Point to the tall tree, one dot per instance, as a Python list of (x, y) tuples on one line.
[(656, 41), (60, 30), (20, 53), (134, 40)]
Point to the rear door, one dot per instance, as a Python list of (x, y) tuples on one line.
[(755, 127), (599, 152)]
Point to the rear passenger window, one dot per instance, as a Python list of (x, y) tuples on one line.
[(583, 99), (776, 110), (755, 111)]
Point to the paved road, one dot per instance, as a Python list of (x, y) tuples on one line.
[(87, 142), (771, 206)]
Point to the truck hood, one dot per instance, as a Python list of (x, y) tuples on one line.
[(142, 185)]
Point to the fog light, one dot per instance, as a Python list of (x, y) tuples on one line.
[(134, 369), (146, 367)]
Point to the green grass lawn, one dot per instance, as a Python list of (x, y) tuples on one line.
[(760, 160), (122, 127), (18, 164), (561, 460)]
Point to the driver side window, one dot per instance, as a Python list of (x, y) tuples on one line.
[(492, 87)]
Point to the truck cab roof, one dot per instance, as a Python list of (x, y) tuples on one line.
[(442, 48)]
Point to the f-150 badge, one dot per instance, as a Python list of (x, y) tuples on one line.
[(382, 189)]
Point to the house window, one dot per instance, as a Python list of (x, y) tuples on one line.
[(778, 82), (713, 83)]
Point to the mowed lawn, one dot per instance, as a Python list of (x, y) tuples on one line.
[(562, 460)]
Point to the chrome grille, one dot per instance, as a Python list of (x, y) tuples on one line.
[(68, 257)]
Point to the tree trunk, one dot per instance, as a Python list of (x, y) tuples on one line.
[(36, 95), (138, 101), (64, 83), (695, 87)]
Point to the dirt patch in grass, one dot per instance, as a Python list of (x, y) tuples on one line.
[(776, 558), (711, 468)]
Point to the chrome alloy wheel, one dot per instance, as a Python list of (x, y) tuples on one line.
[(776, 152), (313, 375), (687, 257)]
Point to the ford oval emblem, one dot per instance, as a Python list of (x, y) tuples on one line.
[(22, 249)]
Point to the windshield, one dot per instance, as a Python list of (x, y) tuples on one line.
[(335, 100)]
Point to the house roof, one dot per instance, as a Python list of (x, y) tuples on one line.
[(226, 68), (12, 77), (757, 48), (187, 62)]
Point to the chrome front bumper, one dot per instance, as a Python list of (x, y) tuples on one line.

* [What you should do]
Exactly as written above, please repeat the entries.

* [Task output]
Point to the tall tree, one dot per instance, as a Python list of (x, y) tuples on one line.
[(656, 41), (60, 30), (20, 53), (134, 40)]
Point to the rear door, one dot per instance, as a Python list of (x, y) tuples on one line.
[(755, 127), (599, 152)]
Point to the rear passenger window, one dot per instance, as a Python list of (x, y) tuples on one line.
[(583, 99), (776, 110), (755, 111)]
Point to the paved road, one dot per instance, as a Python list of (x, y) tuples on one line.
[(87, 142), (771, 206)]
Point to the truck hood, one dot per instance, as a Python list of (x, y) tuples on one line.
[(142, 185)]
Point to the fog light, one dot per instance, as a Python list of (x, y) tuples on one line.
[(134, 369), (146, 367)]
Point to the green grass lawn, one dot per instance, as a Python list of (x, y) tuples on one line.
[(760, 160), (122, 127), (18, 164), (561, 460)]
Point to the driver side window, one dot per instance, as a Python list of (x, y) tuples on one line.
[(492, 87)]
Point to the truck cab roof, one dot per instance, as a Python list of (x, y) tuples on one line.
[(442, 48)]
Point to the f-150 badge, one dot per instance, as a Python list of (x, y) tuples on one line.
[(382, 189)]
Point to the house window, one dot per instance, as a Python list of (x, y) tuples on one line.
[(778, 82), (713, 83)]
Point to the mowed lawn, one dot per instance, as a Python list of (x, y) tuples on one line.
[(562, 460)]
Point to the chrome grille, one dot per instance, as a Python list of (x, y) tuples on one line.
[(68, 257)]
Point to the tree trunk, one dot per instance, as a Python list of (x, y) tuples on one line.
[(36, 95), (138, 101), (64, 83), (695, 87)]
Point to the dirt patch in grass, one dot per instance, as a Python list of (x, y) tuples on one line.
[(776, 558), (711, 468)]
Point to the chrome alloy wheel, one dot per instance, as a Python list of (x, y) tuples on one line.
[(776, 152), (313, 375), (687, 257)]
Point to the ford oval emblem, one dot per instance, as a Python list of (x, y) tuples on one line.
[(22, 249)]
Point to the windshield, one dot per instance, as a Python list of (x, y) tuples on one line.
[(335, 100)]
Point to the house roof, one dot per instance, as a Python list of (x, y) tuples on one line.
[(226, 68), (12, 77), (757, 48), (187, 62)]
Point to the chrome front bumper, one dot per instance, as a Python list of (x, y) tuples on one line.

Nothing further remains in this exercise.